What you should do >>
Produce an exact copy of the line containing "# for every" and of every line after it in the material below, ending with the final line.

Record extracts >>

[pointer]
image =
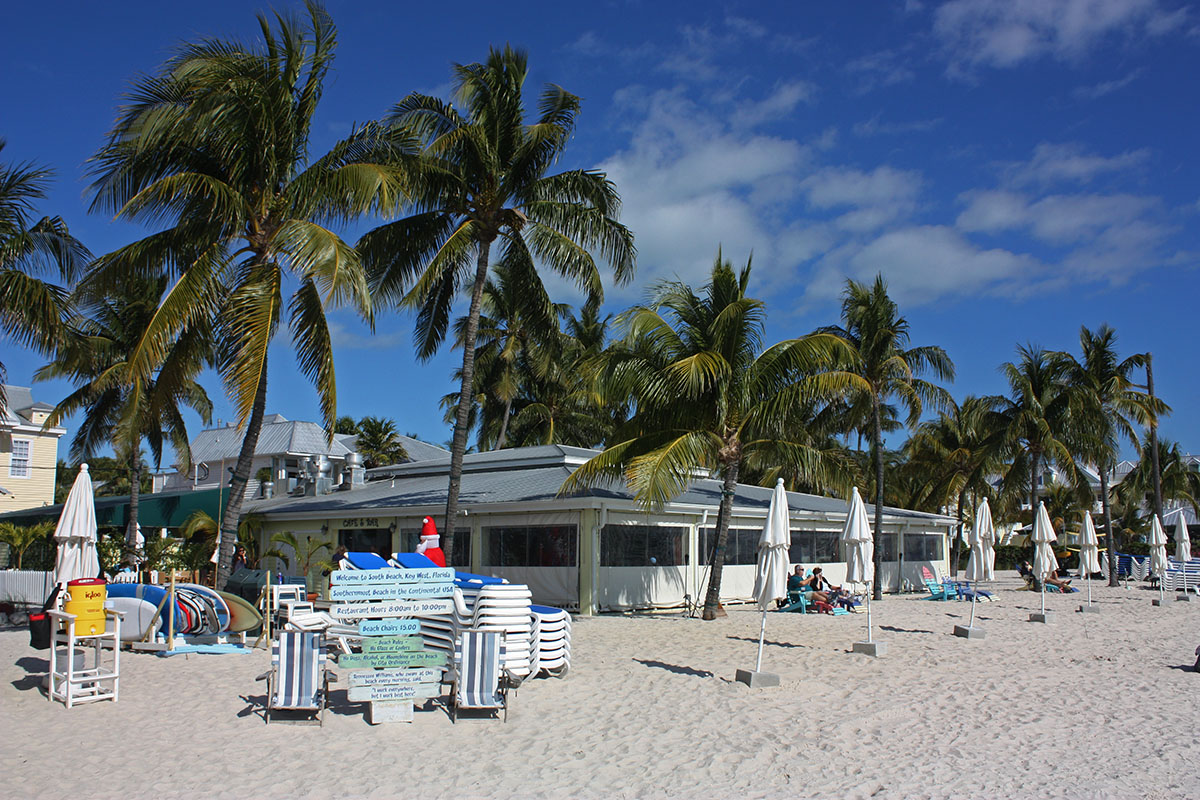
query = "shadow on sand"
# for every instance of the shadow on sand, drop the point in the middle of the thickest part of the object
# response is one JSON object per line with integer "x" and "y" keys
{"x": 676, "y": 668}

Solved exercise >>
# for every instance of the shadow on sand, drop the point in the middle of the thickest part of the object
# response is one JSON object per line with integer "x" and "y" keys
{"x": 676, "y": 668}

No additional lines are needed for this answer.